• [Supplied passage]
*****

House intelligence committee Chairman Adam Schiff tweeted in response that Trump’s refusal to cooperate with the inquiry signals an attitude that “the president is above the law.”

“The Constitution says otherwise,” he asserted.

House Speaker Nancy Pelosi has insisted the House is well within its rules to conduct oversight of the executive branch under the Constitution regardless of a formal impeachment inquiry vote.

“Mr. President, you are not above the law,” Pelosi said in a statement Tuesday night. “You will be held accountable.”

The Constitution states the House has the sole power of impeachment, and that the Senate has the sole power to conduct impeachment trials. It specifies that a president can be removed from office for “treason, bribery, or other high crimes and misdemeanors,” if supported by a two-thirds Senate vote. But it offers little guidance beyond that on proceedings.

The White House letter marks the beginning of a new all-out strategy to counter the impeachment threat to Trump. Aides have been honing their approach after two weeks of what allies have described as a listless and unfocused response to the probe.

The president himself is sticking with the same Trump-as-victim rhetoric he has used for more than a year.

“People understand that it’s a fraud. It’s a scam. It’s a witch hunt,” he said on Monday. “I think it makes it harder to do my job. But I do my job, and I do it better than anybody has done it for the first two and half years.”

Early Tuesday, Trump escalated his fight with Congress by blocking Gordon Sondland, the U.S. European Union ambassador, from testifying behind closed doors about the president’s dealings with Ukraine.

Sondland’s attorney, Robert Luskin, said his client was “profoundly disappointed” that he wouldn’t be able to testify. And Schiff said Sondland’s no-show was “yet additional strong evidence” of obstruction of Congress by Trump and Secretary of State Mike Pompeo that will only strengthen a possible impeachment case.

*****

• [Given entries]
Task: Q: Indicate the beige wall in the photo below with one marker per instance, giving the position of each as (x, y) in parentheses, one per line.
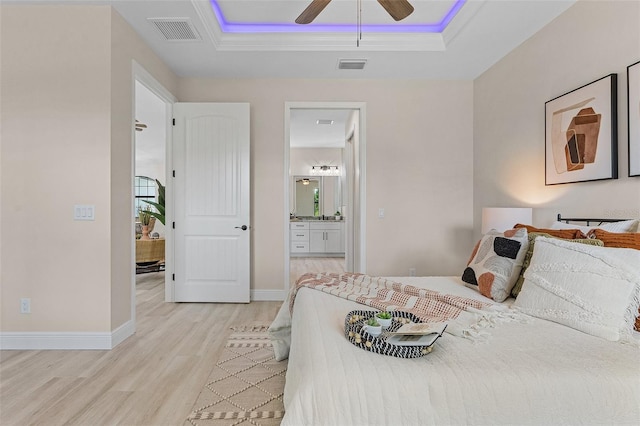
(66, 139)
(592, 39)
(419, 168)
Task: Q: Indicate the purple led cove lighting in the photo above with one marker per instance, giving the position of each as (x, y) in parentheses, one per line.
(245, 27)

*****

• [Tasks to carry out]
1 – According to the article on the impeachment inquiry, what Senate vote does the Constitution require to remove a president from office?
2 – Write the next part of the article on the impeachment inquiry, picking up after its final sentence.

• [Task results]
1 – A two-thirds Senate vote.

2 –
The House followed up Tuesday afternoon with subpoenas for Sondland’s testimony and records.

Trump is also bulking up his legal team.

Former Republican Rep. Trey Gowdy is being brought on as outside counsel, according to an administration official. Gowdy, who did not seek reelection last year, led a congressional investigation of former presidential candidate Hillary Clinton and the terrorist attacks in Benghazi, Libya.

The whistleblower’s complaint and text messages released by another envoy portray U.S. Ambassador Sondland as a potentially important witness in allegations that the Republican president sought to dig up dirt on Democratic rival Joe Biden in Ukraine and other countries in the name of foreign policy.

Pelosi said thwarting the witness testimony on Tuesday was an “abuse of power” in itself by the president.

The White House letter to Pelosi, Schiff and other House committee chairmen, though asserting a legal argument that Trump and other officials cannot cooperate, would not be likely to win respect in court, said Stephen Vladeck, a law professor at the University of Texas.

“This letter reads to me much more like a press release prepared by the press secretary than an analysis by the White House counsel,” he said.

The White House is claiming that Trump’s constitutional rights to cross-examine witnesses and review all evidence in impeachment proceedings extend even to House investigations, not just a potential Senate trial. It also is calling on Democrats to grant Republicans in the House subpoena power to seek evidence in the president’s defense.

Elsewhere in Washington, a federal judge heard arguments Tuesday in a separate case on whether the House has actually undertaken a formal impeachment inquiry despite not having taken a vote and whether the inquiry can be characterized, under the law, as a “judicial proceeding.”

That distinction matters because while grand jury testimony is ordinarily secret, one exception authorizes a judge to disclose it in connection with a judicial proceeding. House Democrats are seeking grand jury testimony from special counsel Robert Mueller’s Russia investigation as they conduct their impeachment inquiry.

“The House under the Constitution sets its own rules, and the House has sole power over impeachment,” Douglas Letter, a lawyer for the House Judiciary Committee, told the court.